*Excerpt to read:*

BRITTLE FRACTURES OF STEEL STRUCTURES UNDER IMPACT LOAD BASIC INFORMATION
What Are Brittle Fractures Of Steel Structures?
Structural steel does not always exhibit a ductile behaviour, and under some circumstances a sudden and catastrophic fracture may occur, even though the nominal tensile stresses are low. Brittle fracture is initiated by the existence or formation of a small crack in a region of high local stress.
Once initiated, the crack may propagate in a ductile (or stable) fashion for which the external forces must supply the energy required to tear the steel. More serious are cracks which propagate at high speed in a brittle (or unstable) fashion, for which some of the internal elastic strain energy stored in steel is released and used to fracture the steel.
Such a crack is self-propagating while there is sufficient internal strain energy, and will continue until arrested by ductile elements in its path which have sufficient deformation capacity to absorb the internal energy released.
The resistance of a structure to brittle fracture depends on the magnitude of local stress concentrations, on the ductility of the steel, and on the three-dimensional geometrical constraints. High local stresses facilitate crack initiation, and so stress concentrations due to poor geometry and loading arrangements (including impact loading) are dangerous.
Also of great importance are flaws and defects in the material, which not only increase the local stresses, but also provide potential sites for crack initiation.
The ductility of a structural steel depends on its composition, heat treatment, and thickness, and varies with temperature and strain rate. Figure 1.11 shows the increase with temperature of the capacity of the steel to absorb energy during impact.
At low temperatures the energy absorption is low and initiation and propagation of brittle fractures are comparatively easy, while at high temperatures the energy absorption is high because of ductile yielding, and the propagation of cracks can be arrested.

*Material shown:*

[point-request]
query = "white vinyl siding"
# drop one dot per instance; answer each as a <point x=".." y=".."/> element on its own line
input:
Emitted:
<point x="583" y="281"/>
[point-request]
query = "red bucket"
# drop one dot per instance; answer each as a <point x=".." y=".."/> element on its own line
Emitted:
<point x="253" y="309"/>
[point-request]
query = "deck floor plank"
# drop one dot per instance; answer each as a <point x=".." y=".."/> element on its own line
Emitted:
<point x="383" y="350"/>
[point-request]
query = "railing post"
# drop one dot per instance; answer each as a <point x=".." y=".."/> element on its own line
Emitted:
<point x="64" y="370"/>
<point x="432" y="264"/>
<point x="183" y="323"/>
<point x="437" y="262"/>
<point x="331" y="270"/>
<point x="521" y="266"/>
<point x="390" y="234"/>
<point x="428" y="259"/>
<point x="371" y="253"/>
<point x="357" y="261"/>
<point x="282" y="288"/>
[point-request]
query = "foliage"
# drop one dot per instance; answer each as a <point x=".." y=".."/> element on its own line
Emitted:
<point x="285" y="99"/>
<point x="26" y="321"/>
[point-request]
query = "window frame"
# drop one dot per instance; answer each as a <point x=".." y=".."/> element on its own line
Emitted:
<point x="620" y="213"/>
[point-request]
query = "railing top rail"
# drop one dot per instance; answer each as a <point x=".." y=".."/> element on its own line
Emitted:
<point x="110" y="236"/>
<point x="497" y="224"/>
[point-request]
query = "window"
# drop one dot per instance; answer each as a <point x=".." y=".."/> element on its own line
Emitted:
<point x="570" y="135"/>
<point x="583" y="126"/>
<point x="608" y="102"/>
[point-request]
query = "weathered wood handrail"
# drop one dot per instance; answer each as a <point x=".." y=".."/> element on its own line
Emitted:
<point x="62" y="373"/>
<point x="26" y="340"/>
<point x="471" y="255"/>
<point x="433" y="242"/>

*Jobs:*
A - Reproduce the passage of the brittle fracture text that begins at the words "At low temperatures" and stops after the words "can be arrested.", substituting "relatively" for "comparatively".
B - Filter the entries and copy every line that contains the string "railing".

*Answers per task:*
A -
At low temperatures the energy absorption is low and initiation and propagation of brittle fractures are relatively easy, while at high temperatures the energy absorption is high because of ductile yielding, and the propagation of cracks can be arrested.

B -
query = "railing post"
query = "railing top rail"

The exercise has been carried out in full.